[Problems]
- a) From the Sentry operator thread below (not the listing), list every day of the week it names.
- b) Answer these from the Sentry operator thread below, not the listing:
(i) Which scales of time does the maintainer offer as examples when asking about "some amount of time"?
(ii) For at least how long had the log messages been scrolling when the mismatches were noticed?
(iii) Has the reporter seen the problem happen immediately after redeploying the operator?
- c) Carry on the Sentry operator thread below, picking up after its final line, "Hey @jwoglom!"

[Text provided]
Thanks for raising this issue. This doesn't sound desirable indeed, sorry if it caused you any inconvenience! I will have a look later today and try to resolve it ASAP 🙂
When you say "some amount of time", what's the rough scale of time here? Minutes/hours/days etc.? And have you seen it happen right after redeploying the operator?
Hi -- the approximate period of time this was up for was about 3-4 days. I deployed and set up sentry-operator on Thursday/Friday, and saw the initial projects + teams get created (scrolling through the Sentry UI, everything appeared to be in order). Then today (on Tuesday) I noticed the mismatches, and that the log scrolling with the messages I posted above had been going on for at least 6 hours or so (could only go so far back with kubectl logs).
I haven't seen it happen immediately after redeploying the operator but I will look further into this tomorrow.
Great thanks for the info! Will let you know what I find, cheers!
Hey @jwoglom!

[Supplied data]
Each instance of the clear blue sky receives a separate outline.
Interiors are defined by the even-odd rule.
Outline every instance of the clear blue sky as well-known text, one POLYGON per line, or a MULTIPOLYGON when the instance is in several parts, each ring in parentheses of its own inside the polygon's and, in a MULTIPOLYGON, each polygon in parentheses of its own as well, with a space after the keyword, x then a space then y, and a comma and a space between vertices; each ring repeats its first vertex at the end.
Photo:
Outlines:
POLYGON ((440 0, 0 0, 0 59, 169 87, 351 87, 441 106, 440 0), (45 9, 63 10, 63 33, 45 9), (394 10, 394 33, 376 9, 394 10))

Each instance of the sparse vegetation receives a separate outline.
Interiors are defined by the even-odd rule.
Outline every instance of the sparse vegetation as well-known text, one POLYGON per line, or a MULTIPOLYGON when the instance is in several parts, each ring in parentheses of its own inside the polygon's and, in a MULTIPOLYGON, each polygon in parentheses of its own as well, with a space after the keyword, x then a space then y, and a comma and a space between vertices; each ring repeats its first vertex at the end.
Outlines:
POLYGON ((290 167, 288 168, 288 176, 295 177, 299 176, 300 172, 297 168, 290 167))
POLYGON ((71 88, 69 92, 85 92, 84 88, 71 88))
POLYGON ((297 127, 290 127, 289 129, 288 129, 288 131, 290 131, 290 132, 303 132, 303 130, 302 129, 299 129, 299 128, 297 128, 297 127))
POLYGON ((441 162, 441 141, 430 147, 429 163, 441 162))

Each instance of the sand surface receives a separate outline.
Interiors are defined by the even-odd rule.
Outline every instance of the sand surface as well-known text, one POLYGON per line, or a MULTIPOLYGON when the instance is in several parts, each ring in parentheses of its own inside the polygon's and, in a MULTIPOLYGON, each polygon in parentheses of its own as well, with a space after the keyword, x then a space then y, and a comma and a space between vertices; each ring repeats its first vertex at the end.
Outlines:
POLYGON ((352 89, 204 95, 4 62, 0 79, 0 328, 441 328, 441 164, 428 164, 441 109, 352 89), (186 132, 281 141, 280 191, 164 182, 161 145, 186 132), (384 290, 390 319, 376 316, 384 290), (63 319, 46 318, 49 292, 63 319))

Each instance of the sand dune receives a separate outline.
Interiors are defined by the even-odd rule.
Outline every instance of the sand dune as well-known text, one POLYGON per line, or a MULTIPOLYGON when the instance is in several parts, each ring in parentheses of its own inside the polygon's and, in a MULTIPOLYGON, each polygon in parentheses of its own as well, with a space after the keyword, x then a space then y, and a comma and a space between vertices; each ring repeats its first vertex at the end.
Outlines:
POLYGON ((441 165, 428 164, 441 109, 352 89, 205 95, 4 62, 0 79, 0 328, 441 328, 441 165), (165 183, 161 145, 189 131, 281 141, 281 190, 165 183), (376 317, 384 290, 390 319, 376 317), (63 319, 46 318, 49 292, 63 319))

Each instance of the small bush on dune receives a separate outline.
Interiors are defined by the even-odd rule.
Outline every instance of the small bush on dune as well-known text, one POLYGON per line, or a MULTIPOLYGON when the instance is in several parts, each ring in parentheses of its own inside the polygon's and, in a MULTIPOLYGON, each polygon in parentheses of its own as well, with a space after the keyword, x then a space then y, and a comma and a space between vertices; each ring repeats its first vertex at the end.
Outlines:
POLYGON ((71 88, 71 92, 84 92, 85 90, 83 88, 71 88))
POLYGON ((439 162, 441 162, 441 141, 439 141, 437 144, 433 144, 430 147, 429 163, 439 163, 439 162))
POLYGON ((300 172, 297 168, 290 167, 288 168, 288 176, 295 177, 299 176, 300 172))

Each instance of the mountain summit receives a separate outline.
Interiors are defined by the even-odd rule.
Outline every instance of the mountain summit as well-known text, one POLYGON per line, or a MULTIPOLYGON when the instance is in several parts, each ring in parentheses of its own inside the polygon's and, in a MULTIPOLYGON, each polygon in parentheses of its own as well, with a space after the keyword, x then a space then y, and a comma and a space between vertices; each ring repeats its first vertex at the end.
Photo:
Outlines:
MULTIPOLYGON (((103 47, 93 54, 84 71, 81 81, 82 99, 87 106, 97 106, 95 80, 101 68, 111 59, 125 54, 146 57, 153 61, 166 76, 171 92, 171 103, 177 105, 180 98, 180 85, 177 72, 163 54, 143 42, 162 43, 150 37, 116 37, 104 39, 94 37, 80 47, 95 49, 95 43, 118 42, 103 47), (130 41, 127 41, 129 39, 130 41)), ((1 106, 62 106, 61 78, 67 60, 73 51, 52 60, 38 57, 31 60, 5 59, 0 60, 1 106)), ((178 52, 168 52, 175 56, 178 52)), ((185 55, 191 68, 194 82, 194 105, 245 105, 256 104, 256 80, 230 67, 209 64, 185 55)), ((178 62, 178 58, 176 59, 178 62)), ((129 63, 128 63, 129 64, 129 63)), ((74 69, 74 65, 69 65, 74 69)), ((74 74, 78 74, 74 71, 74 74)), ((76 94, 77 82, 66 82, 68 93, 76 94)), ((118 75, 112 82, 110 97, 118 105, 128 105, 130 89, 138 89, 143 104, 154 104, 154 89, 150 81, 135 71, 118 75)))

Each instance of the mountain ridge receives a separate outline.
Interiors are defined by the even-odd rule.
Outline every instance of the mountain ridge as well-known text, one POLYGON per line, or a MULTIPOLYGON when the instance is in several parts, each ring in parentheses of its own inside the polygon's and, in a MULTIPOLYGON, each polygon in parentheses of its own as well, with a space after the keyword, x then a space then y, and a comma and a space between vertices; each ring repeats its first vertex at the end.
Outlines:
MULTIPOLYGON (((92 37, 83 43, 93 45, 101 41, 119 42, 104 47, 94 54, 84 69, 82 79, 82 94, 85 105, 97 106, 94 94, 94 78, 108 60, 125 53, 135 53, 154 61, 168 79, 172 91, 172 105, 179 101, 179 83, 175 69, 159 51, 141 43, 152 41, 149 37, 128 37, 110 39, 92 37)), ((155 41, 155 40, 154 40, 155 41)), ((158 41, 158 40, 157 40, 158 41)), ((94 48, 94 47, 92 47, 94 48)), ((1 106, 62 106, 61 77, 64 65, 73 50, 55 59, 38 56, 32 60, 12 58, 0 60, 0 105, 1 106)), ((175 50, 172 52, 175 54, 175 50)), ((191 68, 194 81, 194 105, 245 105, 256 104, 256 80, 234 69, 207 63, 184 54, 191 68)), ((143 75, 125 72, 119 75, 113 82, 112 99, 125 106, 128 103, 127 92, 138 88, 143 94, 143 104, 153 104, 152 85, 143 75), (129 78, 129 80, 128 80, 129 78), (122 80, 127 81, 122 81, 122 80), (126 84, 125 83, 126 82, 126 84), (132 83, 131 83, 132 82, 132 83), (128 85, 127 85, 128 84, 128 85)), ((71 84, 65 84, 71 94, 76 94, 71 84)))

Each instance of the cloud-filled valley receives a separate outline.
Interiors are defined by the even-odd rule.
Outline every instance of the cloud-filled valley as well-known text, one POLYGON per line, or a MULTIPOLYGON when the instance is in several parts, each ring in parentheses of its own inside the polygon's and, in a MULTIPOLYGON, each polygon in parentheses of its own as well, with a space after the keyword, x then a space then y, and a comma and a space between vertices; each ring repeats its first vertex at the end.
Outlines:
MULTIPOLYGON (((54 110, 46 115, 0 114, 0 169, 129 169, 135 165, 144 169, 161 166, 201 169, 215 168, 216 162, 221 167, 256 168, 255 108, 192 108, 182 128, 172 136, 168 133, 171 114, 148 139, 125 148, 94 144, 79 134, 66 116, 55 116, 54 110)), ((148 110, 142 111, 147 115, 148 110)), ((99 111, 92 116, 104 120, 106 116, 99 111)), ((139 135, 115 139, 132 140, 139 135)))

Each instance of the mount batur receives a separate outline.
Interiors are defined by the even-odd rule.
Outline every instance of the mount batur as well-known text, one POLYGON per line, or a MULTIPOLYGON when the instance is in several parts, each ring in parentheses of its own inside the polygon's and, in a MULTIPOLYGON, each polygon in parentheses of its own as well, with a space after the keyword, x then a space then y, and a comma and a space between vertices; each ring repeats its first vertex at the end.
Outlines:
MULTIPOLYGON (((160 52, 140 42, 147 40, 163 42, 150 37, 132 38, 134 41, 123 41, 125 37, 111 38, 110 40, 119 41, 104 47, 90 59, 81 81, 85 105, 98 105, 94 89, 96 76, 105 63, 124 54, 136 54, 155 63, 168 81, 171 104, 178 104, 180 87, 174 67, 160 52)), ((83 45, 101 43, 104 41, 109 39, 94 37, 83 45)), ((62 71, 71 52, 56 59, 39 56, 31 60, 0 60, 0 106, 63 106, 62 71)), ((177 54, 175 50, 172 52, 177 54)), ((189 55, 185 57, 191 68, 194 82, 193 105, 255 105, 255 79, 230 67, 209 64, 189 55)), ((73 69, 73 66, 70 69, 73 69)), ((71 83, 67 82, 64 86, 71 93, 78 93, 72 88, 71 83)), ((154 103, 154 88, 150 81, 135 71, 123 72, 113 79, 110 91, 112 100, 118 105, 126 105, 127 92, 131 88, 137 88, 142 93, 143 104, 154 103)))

[Task responses]
- a) Thursday, Friday, Tuesday

- b)
(i) Minutes, hours, days
(ii) At least 6 hours or so
(iii) No

- c)
I just spent some time looking into this, but I can't seem to replicate the issue you're seeing yet (maybe I'm not testing it for long enough). Re-deploying the operator doesn't seem to cause any issues for me. But just some observations / questions I have in mind:
- I noted that you're using a self-hosted version of Sentry. What version do you happening to be running? I have only been testing against the cloud version of Sentry, so it's possible that the API / version used for self-hosted Sentry might be different, causing the API calls to do some unexpected things (doesn't seem likely though).
- The API (for Sentry cloud) doesn't actually allow you to change the team of a project through the API (I have noted this earlier in this comment and had to document an explicit way of working around this if you wanted to change a project's team. So it's quite strange that the bug you're seeing is the opposite of what the API allows. In this case, what might be happening is that the projects are getting deleted and re-created entirely under a different team rather than moved 🤔 Did you notice this? (ie. Sentry error history/data being lost or similar?)
- When you redeployed the Team, Project, and ProjectKey CRDs, were they modified in any way? The logs you shared seem to suggest that the Sentry API client is not able to find the project in the organization when recreating the key, even though you see it exist (projects "aaaa", "bbbb", "cccc" still exist but just under different teams).
I will try leaving the operator running in my cluster overnight and see if this issue pops up tomorrow. If I get the time this weekend, I will try spinning up an instance of self-hosted Sentry in my cluster to test against. Are you deploying Sentry via a Helm chart?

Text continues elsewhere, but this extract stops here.